=== Supplied data ===

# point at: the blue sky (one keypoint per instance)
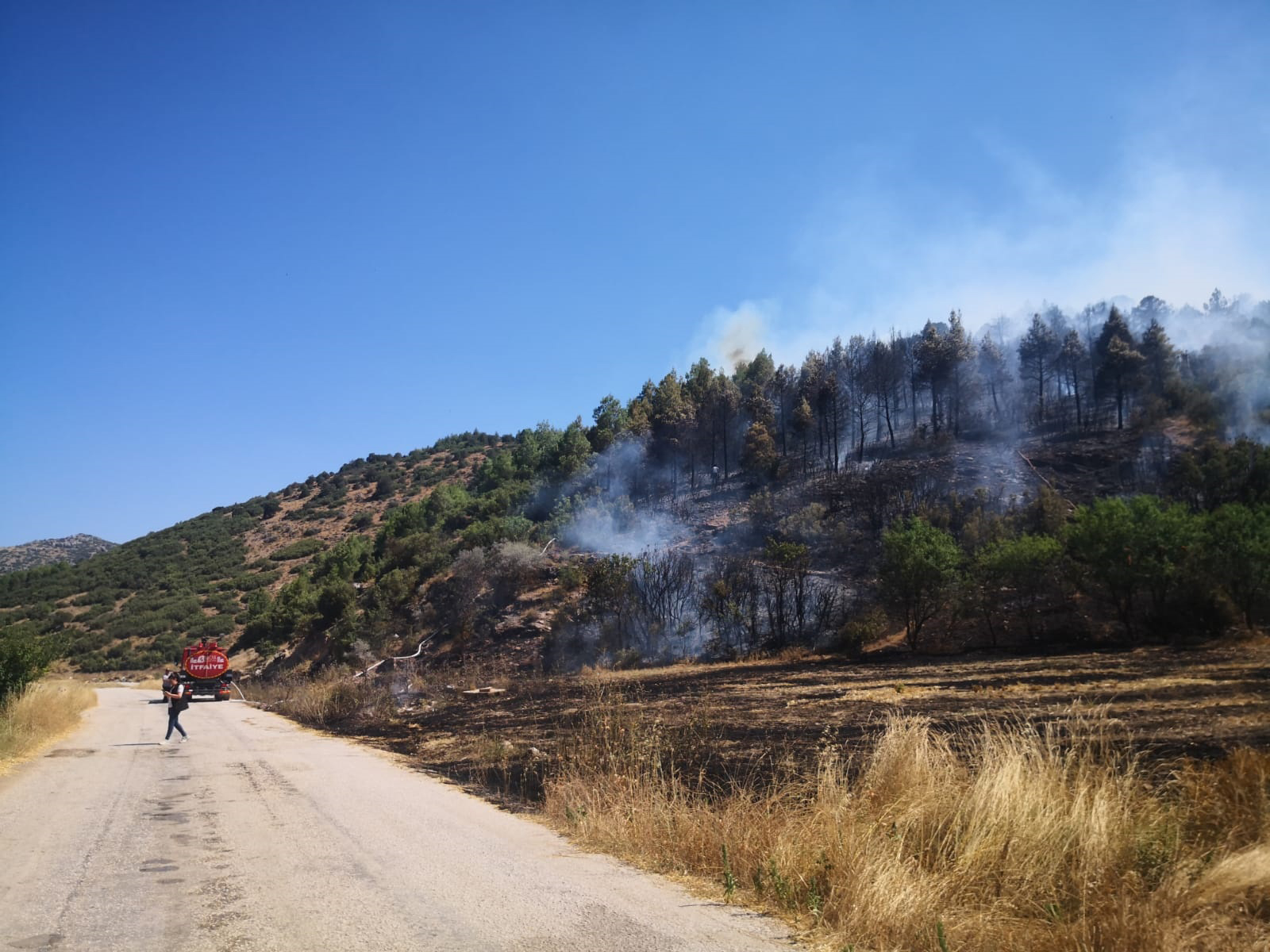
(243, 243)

===
=== Supplied data ===

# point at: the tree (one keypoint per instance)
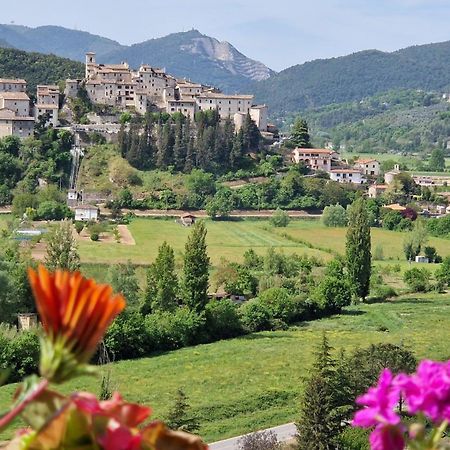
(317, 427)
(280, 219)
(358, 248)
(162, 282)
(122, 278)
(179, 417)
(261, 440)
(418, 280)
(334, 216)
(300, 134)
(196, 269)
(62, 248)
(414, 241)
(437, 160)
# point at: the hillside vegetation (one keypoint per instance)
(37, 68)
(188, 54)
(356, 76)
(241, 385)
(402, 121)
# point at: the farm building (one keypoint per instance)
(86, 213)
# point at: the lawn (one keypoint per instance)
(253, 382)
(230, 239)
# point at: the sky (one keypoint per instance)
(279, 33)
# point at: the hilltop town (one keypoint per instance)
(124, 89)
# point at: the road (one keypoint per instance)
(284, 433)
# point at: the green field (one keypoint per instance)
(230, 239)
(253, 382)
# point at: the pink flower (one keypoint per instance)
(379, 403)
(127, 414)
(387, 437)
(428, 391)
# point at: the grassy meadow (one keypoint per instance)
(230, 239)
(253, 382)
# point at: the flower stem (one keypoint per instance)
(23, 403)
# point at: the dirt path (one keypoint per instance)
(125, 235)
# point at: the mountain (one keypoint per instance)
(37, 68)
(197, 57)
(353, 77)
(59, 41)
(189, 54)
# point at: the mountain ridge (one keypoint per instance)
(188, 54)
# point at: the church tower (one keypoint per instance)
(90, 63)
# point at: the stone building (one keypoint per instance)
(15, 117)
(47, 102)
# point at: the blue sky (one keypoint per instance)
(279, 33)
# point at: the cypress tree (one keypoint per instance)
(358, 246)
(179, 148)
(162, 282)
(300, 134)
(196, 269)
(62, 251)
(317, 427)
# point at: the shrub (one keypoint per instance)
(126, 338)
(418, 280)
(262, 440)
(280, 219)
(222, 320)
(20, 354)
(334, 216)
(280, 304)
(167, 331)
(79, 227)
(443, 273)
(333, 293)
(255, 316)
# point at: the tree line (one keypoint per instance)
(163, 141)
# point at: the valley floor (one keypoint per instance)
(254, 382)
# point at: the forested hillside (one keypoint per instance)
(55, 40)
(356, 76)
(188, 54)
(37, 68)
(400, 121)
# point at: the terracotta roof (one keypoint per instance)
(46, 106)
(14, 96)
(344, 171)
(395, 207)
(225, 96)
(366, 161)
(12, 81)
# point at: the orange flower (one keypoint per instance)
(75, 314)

===

• _Work to do_
Find each line in the rows above that contains the word "mountain" and copy it out.

• _Answer for this exercise_
# point at: the mountain (one keypoint per instance)
# point at: the mountain ridge (one keypoint per instance)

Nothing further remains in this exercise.